PROBLEM DETAILS: Starting with the line containing "Target: grass patch" and going on through the end of the records, give those lines again with "firefighter" switched to "rescuer" and nothing else changed.
==============================
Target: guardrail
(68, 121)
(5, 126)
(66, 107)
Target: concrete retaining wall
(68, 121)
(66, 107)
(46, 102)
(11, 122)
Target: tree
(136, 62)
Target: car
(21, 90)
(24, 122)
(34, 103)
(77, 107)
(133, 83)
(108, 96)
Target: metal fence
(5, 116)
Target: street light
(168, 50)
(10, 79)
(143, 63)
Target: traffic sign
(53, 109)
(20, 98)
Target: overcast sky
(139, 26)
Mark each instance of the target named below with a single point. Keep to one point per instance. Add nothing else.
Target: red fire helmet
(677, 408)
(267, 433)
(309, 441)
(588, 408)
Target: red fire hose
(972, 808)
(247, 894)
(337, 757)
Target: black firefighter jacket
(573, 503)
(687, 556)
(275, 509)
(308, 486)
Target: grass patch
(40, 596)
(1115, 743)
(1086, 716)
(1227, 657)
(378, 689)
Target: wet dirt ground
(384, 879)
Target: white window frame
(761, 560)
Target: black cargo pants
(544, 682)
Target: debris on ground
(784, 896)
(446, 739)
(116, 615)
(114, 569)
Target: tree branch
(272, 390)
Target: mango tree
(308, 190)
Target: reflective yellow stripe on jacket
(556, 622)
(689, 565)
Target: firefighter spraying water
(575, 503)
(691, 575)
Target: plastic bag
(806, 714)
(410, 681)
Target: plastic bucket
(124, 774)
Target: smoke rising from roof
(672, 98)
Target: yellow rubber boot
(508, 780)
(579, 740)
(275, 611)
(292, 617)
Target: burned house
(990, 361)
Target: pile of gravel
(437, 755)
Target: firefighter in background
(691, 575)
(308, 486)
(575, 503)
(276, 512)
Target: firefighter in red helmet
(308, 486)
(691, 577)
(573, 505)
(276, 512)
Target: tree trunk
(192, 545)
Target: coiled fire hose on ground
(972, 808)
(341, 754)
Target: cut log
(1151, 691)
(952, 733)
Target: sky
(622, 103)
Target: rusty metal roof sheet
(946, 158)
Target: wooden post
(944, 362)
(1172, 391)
==============================
SOLUTION FOR THIS TASK:
Target: grass patch
(40, 596)
(1115, 743)
(1086, 716)
(1227, 657)
(378, 689)
Target: wet dirt ground
(384, 879)
Target: white window frame
(761, 560)
Target: black cargo pants
(544, 682)
Target: debris on ground
(784, 896)
(446, 739)
(116, 615)
(114, 569)
Target: tree branch
(272, 390)
Target: mango tree
(308, 190)
Target: reflective yellow stripe on jacket
(556, 622)
(689, 565)
Target: rescuer spraying water
(575, 503)
(691, 575)
Target: plastic bag
(806, 714)
(410, 681)
Target: plastic bucket
(124, 774)
Target: smoke rising from roof
(672, 98)
Target: yellow rubber boot
(508, 780)
(579, 740)
(275, 611)
(292, 617)
Target: burned house
(990, 361)
Target: pile of gravel
(437, 755)
Target: rescuer in background
(691, 575)
(308, 486)
(575, 503)
(276, 512)
Target: rescuer in red helmet
(308, 486)
(691, 577)
(573, 505)
(276, 512)
Target: tree trunk
(192, 545)
Target: coiled fire hose on ground
(972, 808)
(341, 754)
Target: cut log
(1151, 691)
(952, 733)
Target: sky
(622, 103)
Target: rusty metal roof sheet
(946, 158)
Target: wooden post
(944, 362)
(1172, 391)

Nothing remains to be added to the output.